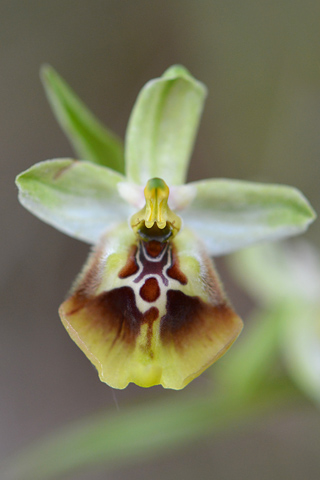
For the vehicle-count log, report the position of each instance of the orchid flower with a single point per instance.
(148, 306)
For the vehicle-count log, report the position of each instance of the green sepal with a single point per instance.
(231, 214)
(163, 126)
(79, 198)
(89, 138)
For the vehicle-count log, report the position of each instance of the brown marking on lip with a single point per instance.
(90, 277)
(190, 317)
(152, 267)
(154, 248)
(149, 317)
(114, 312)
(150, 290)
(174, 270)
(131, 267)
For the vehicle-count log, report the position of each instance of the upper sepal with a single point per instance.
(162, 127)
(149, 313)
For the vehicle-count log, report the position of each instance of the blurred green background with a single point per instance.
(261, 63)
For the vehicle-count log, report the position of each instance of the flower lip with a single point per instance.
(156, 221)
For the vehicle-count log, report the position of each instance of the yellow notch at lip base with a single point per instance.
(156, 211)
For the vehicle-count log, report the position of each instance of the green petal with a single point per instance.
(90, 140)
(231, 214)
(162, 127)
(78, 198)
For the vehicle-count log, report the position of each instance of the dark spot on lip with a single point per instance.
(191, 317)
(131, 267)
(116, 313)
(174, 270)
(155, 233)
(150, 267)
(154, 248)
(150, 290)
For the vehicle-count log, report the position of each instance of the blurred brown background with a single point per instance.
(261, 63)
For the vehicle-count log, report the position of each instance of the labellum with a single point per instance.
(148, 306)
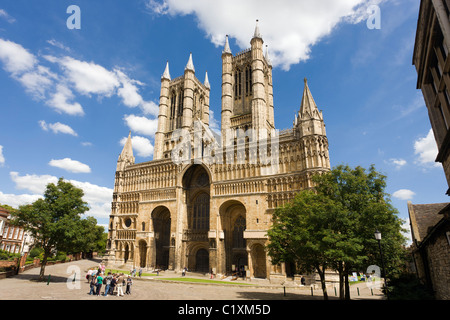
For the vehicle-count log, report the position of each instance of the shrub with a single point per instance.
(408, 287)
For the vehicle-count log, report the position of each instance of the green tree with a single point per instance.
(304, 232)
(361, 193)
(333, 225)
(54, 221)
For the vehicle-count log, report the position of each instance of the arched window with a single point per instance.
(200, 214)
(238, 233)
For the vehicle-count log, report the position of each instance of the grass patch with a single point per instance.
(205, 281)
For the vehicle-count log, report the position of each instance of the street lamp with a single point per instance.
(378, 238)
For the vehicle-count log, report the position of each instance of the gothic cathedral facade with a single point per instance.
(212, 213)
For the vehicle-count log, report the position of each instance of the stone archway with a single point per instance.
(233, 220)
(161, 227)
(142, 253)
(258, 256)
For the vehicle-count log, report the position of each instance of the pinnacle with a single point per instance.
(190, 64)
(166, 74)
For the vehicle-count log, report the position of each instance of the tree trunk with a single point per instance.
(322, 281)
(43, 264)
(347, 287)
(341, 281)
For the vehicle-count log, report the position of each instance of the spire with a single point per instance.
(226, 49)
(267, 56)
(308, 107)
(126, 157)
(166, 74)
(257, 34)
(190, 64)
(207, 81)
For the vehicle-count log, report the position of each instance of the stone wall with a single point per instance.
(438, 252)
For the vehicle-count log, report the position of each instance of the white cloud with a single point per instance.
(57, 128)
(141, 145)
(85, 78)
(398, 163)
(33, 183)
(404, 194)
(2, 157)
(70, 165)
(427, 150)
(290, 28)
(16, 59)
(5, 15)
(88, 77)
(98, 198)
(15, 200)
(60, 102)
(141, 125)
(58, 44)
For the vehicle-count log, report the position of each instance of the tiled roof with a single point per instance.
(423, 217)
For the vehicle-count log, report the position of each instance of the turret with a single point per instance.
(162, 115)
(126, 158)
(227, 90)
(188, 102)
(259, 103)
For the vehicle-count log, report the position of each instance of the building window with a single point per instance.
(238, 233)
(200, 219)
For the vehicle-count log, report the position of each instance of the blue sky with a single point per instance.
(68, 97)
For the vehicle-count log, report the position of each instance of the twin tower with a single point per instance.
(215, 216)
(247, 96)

^^^^^^^^^^^^^^^^

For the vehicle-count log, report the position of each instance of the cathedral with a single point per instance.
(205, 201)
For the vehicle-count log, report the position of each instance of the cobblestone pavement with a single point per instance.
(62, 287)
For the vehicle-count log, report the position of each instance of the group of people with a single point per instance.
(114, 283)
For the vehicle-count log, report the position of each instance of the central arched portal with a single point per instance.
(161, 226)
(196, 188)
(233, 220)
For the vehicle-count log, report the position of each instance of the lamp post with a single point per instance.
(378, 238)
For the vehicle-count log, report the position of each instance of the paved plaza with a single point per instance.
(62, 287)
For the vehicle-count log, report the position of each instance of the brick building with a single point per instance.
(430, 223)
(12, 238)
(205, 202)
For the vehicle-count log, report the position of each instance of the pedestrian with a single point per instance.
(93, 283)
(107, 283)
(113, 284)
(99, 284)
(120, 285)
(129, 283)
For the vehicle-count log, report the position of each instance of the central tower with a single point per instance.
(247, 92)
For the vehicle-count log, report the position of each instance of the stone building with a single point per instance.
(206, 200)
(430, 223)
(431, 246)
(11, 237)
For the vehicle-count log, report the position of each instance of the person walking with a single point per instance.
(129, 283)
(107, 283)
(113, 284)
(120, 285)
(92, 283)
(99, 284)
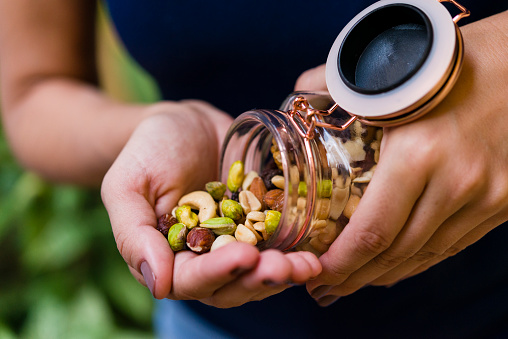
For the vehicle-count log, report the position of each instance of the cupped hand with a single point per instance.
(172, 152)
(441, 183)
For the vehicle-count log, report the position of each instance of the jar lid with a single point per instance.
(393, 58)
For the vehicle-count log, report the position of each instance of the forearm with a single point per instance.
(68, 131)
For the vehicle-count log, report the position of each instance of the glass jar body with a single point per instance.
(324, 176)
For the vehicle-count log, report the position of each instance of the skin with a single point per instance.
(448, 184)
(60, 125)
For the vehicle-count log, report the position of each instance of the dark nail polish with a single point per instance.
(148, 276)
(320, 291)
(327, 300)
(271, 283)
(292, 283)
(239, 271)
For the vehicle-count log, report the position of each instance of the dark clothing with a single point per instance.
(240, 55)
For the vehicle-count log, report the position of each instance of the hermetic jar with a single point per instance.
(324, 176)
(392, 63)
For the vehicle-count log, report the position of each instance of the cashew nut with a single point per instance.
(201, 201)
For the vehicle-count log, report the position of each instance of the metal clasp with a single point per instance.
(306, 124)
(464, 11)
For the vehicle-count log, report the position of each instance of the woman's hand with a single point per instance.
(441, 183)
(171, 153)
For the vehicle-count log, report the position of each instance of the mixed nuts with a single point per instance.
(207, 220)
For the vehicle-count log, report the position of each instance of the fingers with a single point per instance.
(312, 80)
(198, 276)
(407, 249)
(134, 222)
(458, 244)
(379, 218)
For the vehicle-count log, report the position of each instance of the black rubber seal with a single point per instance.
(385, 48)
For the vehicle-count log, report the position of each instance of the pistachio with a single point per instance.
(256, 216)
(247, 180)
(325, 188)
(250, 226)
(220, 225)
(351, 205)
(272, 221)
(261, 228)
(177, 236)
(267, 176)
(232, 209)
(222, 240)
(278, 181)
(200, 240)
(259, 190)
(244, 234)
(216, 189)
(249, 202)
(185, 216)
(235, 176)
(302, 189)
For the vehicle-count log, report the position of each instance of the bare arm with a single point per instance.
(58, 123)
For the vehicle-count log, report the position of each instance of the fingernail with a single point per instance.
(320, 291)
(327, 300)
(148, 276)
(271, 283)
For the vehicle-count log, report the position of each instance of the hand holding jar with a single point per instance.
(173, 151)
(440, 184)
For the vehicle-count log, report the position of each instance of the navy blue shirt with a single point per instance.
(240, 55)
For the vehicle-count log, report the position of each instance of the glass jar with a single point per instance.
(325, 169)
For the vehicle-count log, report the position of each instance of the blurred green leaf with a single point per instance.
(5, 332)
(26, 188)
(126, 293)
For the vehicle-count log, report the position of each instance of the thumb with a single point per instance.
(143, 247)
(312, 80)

^^^^^^^^^^^^^^^^

● Prompt
Pull out every line of the items above, across both blocks, that contains the string "sepal", copying each line unchanged.

● The result
For the vehicle-count log, report the position of each instance of the green sepal with a single point per instance.
For the vehicle-count log, report the position of each instance of the upper sepal with a single point per instance.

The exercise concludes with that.